## [GIVEN RECORDS]
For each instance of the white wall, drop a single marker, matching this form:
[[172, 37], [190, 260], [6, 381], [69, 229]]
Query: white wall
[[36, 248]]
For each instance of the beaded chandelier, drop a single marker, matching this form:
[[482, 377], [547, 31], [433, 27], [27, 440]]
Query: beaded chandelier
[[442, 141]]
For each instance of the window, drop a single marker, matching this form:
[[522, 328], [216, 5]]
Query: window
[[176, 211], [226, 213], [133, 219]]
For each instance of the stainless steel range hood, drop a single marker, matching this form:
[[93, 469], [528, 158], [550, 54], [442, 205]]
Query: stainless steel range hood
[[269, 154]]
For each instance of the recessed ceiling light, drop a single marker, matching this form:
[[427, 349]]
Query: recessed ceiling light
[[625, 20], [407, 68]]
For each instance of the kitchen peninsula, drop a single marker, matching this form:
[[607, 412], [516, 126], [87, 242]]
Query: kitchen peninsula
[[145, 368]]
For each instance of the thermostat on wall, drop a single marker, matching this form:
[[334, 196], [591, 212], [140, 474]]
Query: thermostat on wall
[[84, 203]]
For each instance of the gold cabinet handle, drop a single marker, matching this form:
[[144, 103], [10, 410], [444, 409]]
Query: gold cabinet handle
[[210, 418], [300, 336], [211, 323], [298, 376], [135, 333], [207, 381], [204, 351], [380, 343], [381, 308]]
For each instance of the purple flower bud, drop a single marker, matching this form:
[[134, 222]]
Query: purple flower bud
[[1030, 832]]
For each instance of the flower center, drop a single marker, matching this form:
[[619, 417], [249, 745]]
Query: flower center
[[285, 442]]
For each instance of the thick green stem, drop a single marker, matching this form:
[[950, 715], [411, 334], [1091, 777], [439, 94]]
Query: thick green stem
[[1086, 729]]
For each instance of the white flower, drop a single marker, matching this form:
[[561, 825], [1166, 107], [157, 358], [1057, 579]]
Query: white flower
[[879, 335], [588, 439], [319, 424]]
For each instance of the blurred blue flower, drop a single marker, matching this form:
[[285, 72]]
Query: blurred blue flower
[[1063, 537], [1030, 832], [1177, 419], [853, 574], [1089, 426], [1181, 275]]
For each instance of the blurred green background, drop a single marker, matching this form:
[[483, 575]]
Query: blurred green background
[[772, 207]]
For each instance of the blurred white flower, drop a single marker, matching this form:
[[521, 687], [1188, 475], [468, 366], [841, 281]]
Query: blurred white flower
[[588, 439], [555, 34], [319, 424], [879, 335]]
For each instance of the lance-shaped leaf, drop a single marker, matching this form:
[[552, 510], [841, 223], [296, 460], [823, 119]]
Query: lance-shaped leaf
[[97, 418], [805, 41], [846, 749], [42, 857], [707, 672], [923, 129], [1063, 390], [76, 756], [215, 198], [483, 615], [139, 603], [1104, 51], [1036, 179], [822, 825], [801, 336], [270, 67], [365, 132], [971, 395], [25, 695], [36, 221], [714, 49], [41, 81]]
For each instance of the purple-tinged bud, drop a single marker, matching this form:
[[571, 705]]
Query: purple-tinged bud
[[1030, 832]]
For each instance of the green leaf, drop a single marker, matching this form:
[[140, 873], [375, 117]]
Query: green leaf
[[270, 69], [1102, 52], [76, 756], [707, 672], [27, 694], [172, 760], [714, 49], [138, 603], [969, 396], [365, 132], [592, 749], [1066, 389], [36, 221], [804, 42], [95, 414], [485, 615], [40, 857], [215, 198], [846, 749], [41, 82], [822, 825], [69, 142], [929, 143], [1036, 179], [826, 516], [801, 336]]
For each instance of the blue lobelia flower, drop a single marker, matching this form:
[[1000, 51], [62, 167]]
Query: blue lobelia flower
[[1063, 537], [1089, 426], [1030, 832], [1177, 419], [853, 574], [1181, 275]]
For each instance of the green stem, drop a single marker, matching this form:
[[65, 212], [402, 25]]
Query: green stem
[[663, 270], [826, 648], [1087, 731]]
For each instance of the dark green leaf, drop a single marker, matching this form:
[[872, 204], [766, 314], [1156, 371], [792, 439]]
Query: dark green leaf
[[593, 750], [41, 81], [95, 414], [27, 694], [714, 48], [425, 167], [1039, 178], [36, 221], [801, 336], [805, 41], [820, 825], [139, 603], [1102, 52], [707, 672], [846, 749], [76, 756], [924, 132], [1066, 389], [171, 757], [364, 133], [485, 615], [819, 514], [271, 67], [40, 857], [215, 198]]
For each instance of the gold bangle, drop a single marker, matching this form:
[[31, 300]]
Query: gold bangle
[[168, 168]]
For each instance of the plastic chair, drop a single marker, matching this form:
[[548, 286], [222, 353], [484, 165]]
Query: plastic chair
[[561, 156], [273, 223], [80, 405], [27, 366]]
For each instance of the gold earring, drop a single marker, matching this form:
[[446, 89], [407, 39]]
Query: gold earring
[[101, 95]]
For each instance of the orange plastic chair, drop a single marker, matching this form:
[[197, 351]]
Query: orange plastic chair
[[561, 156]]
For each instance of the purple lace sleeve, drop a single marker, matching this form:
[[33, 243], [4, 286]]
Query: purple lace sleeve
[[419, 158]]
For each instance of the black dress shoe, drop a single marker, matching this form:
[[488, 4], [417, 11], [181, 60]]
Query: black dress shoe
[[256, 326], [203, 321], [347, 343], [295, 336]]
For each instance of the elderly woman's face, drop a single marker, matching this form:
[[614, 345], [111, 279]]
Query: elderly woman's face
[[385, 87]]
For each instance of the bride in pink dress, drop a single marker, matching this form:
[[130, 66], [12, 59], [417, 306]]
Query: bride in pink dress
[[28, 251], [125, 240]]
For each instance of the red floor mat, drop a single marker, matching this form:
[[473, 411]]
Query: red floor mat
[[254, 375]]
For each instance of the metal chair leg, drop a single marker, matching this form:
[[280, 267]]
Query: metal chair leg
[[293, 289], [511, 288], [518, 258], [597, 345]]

## [WHAT IS EXPECTED]
Please copy all of the data above word for word, from the first line to the last.

## [ANSWER IN FULL]
For each instance of the white wall, drop a single marker, matching this form:
[[172, 37], [190, 260], [6, 381], [69, 229]]
Query: white wall
[[36, 248]]
For each instance of the beaded chandelier, drop a single marker, matching this form:
[[482, 377], [547, 31], [433, 27], [27, 440]]
Query: beaded chandelier
[[442, 141]]
For each instance of the window, drop a single marker, matching this form:
[[522, 328], [216, 5]]
Query: window
[[176, 211], [226, 213], [133, 219]]
For each instance of the stainless steel range hood, drop a single marker, matching this form:
[[93, 469], [528, 158], [550, 54], [442, 205]]
Query: stainless steel range hood
[[269, 154]]
For each instance of the recessed ceiling light, drop a single marker, matching this form:
[[427, 349]]
Query: recessed ceiling light
[[625, 20], [407, 68]]
For each instance of the kitchen peninsula, drop a single marker, matching this form:
[[607, 412], [516, 126], [87, 242]]
Query: kitchen peninsula
[[145, 368]]
For each instance of the thermostat on wall, drop a single marker, matching this form:
[[334, 196], [591, 212], [140, 474]]
Query: thermostat on wall
[[84, 203]]
For each instance of the gold cabinet handle, drop a single marker, matching this form:
[[144, 103], [10, 410], [444, 409]]
Query: gold cabinet handle
[[210, 418], [300, 336], [211, 323], [298, 376], [135, 333], [207, 381], [204, 351], [380, 343], [381, 308]]
For each instance of the purple flower bud, drop a single marker, matching this form:
[[134, 222]]
Query: purple flower bud
[[1030, 832]]
For each instance of the flower center, drop a single marker, matching this form:
[[619, 417], [249, 745]]
Query: flower center
[[285, 442]]
For each instance of the thick green stem, drop a single marker, matching this form:
[[950, 715], [411, 334], [1091, 777], [439, 94]]
Query: thick green stem
[[1086, 729]]
For each instance of the white flower, drop a single marker, matching this form:
[[561, 825], [1166, 107], [157, 358], [1057, 579]]
Query: white flower
[[879, 335], [588, 439], [319, 424]]
For each instance of the blurred blue flower, drop a single marker, matching this form:
[[285, 72]]
Query: blurred blue flower
[[1063, 537], [1030, 832], [1177, 419], [853, 574], [1089, 426], [1181, 275]]
For each instance of the blurred green background, drop a single marker, matching this form:
[[483, 575]]
Query: blurred green background
[[772, 207]]
For each instance of the blurred white flower, drop a single marker, matching this form:
[[521, 687], [1188, 475], [468, 366], [841, 281]]
Query: blurred white flower
[[588, 439], [555, 34], [319, 424], [879, 335]]
For each instance of the lance-shaped leaf, drop a single marker, matching this form:
[[552, 510], [841, 223], [296, 460], [823, 119]]
Query: lance-shaped leaf
[[97, 418], [805, 41], [846, 749], [42, 857], [707, 672], [923, 129], [1063, 390], [76, 756], [215, 198], [483, 615], [139, 603], [1104, 51], [1036, 179], [822, 825], [801, 336], [270, 67], [365, 132], [971, 395], [25, 695], [36, 221], [714, 49], [41, 81]]
For each instance of the purple-tinged bud, drop a single marker, matching this form:
[[571, 705]]
Query: purple-tinged bud
[[1030, 832]]
For each instance of the green leaf, drop a single marker, matching this form:
[[140, 873], [375, 117]]
Query: green leaf
[[270, 69], [1102, 52], [76, 756], [707, 672], [27, 694], [172, 760], [714, 49], [138, 603], [969, 396], [365, 132], [592, 749], [1066, 389], [36, 221], [804, 42], [95, 414], [485, 615], [40, 857], [215, 198], [846, 749], [41, 82], [822, 825], [69, 142], [929, 143], [1036, 179], [826, 516], [801, 336]]
For each instance of the blue lobelia flower, drop a single marker, matching this form:
[[1000, 51], [62, 167]]
Query: blue lobelia flower
[[1063, 537], [1089, 426], [1030, 832], [1177, 419], [853, 574], [1181, 275]]
For each instance of the green stem, drop a single marker, matching this form:
[[65, 212], [402, 25]]
Query: green stem
[[663, 270], [826, 648], [1087, 731]]
For each instance of the dark green leaf, drop a single marker, matching this form:
[[872, 204], [766, 314], [1156, 371], [792, 439]]
Query: dark green leaf
[[593, 750], [41, 81], [95, 414], [27, 694], [714, 48], [425, 167], [1039, 178], [36, 221], [801, 336], [805, 41], [820, 825], [139, 603], [1102, 52], [707, 672], [846, 749], [76, 756], [924, 132], [1066, 389], [171, 757], [364, 133], [485, 615], [819, 514], [271, 67], [40, 857], [215, 198]]
For each instance of the gold bangle, drop a single marker, matching this form:
[[31, 300]]
Query: gold bangle
[[168, 168]]
For each instance of the plastic chair, drop a single marker, matching this form:
[[548, 286], [222, 353], [484, 165]]
Query: plastic chair
[[561, 156], [273, 223], [80, 405], [27, 366]]
For each instance of the gold earring, drop a single marker, matching this form:
[[446, 89], [407, 39]]
Query: gold earring
[[101, 95]]
For each instance of the orange plastic chair, drop a single marker, matching this form:
[[197, 351]]
Query: orange plastic chair
[[561, 156]]
For each instance of the purple lace sleeve, drop a single marker, matching this form:
[[33, 243], [4, 286]]
Query: purple lace sleeve
[[419, 158]]
For each instance of the black dress shoe, drop a single marker, matching this form:
[[488, 4], [417, 11], [181, 60]]
Query: black dress shoe
[[256, 326], [203, 321], [347, 343], [295, 336]]
For each instance of the elderly woman's face, drop a single marker, matching this form:
[[614, 345], [111, 279]]
Query: elderly woman's face
[[385, 87]]
For each instance of the bride in pink dress, drop a single marker, matching this form:
[[130, 66], [12, 59], [417, 306]]
Query: bride in pink dress
[[28, 251], [125, 240]]
For each instance of the red floor mat, drop a single marker, matching this form:
[[473, 411]]
Query: red floor mat
[[254, 375]]
For each instance of the metal chair leg, drop a single marker, matching this form:
[[280, 267]]
Query: metal chair leg
[[293, 289], [511, 288], [518, 258], [597, 345]]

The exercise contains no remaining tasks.